═════ Source data

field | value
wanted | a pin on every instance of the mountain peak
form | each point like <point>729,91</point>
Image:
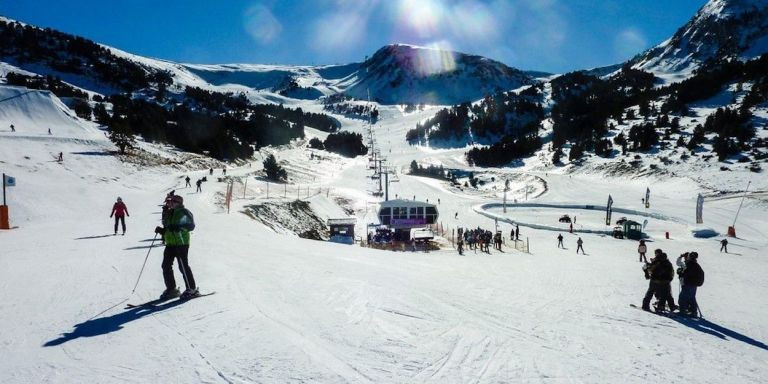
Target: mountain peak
<point>404,73</point>
<point>720,29</point>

══════════

Work to be completed: Copy the material above line for line, leaving out the picture.

Exercise response:
field | value
wanted | a pin on every instance of the mountain peak
form | each point like <point>729,91</point>
Image:
Target: mountain peak
<point>404,73</point>
<point>720,29</point>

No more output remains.